The task:
A faithful copy of every entry, with the pictures removed, is what is needed here.

Provided data:
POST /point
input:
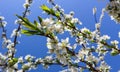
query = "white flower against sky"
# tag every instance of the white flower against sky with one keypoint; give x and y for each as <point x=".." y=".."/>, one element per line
<point x="15" y="33"/>
<point x="47" y="21"/>
<point x="20" y="59"/>
<point x="94" y="10"/>
<point x="2" y="18"/>
<point x="115" y="42"/>
<point x="119" y="34"/>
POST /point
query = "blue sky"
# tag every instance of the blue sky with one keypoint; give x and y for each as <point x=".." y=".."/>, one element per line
<point x="35" y="45"/>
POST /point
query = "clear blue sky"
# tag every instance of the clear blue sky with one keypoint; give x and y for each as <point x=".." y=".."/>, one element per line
<point x="35" y="45"/>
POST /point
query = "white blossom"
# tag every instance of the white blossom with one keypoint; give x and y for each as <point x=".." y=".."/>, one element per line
<point x="94" y="10"/>
<point x="2" y="18"/>
<point x="115" y="42"/>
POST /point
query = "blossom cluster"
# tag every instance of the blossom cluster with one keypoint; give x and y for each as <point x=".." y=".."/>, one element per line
<point x="86" y="52"/>
<point x="113" y="9"/>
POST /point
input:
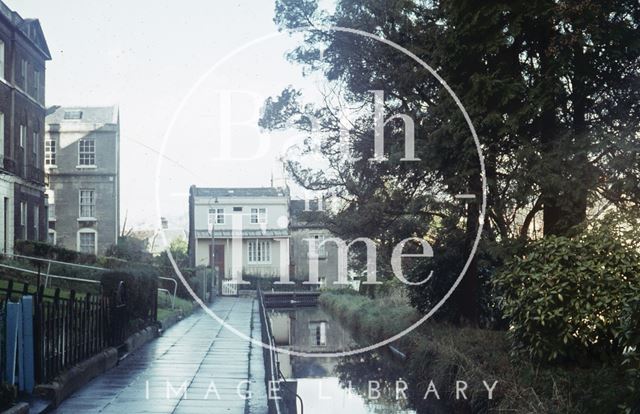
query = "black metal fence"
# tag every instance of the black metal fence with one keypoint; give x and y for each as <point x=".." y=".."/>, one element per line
<point x="70" y="329"/>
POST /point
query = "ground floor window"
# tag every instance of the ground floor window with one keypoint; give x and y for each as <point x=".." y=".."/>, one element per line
<point x="259" y="251"/>
<point x="87" y="241"/>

Response to the exercise:
POST /point
input:
query = "white flower against sky"
# tag every instance of the white flower against sky with one keypoint; give x and y for each as <point x=".." y=".."/>, one element per line
<point x="15" y="33"/>
<point x="47" y="21"/>
<point x="20" y="59"/>
<point x="94" y="10"/>
<point x="2" y="18"/>
<point x="115" y="42"/>
<point x="119" y="34"/>
POST /point
query = "blue sky"
# tag every instance of the blue sky with one keypoint; give x and y for each as <point x=".." y=".."/>, one element per line
<point x="35" y="45"/>
POST /point
query = "clear blue sky"
# tag every instance of the clear blue sky with one keypoint; give x and y for each as <point x=".." y=".."/>, one element per line
<point x="35" y="45"/>
POST /point
query = "white blossom"
# tag every instance of the white blossom with one keypoint; give x and y for each as <point x=".." y=".."/>, one element per line
<point x="94" y="10"/>
<point x="2" y="18"/>
<point x="115" y="42"/>
POST /point
query = "blossom cluster"
# tag every instance of the blossom cluster with one keypoint; give x and y for each as <point x=".." y=".."/>, one element per line
<point x="86" y="52"/>
<point x="113" y="9"/>
POST /point
input:
query = "black metal fence"
# tag every instance of the black metal fence with one keypoint; give x and y for each as <point x=".." y=".."/>, one element per line
<point x="70" y="329"/>
POST /point
query = "ground floor window"
# tag every instance of the ground floor window with one keypoint; give x and y for each as <point x=".." y=".."/>, one element per line
<point x="259" y="251"/>
<point x="87" y="241"/>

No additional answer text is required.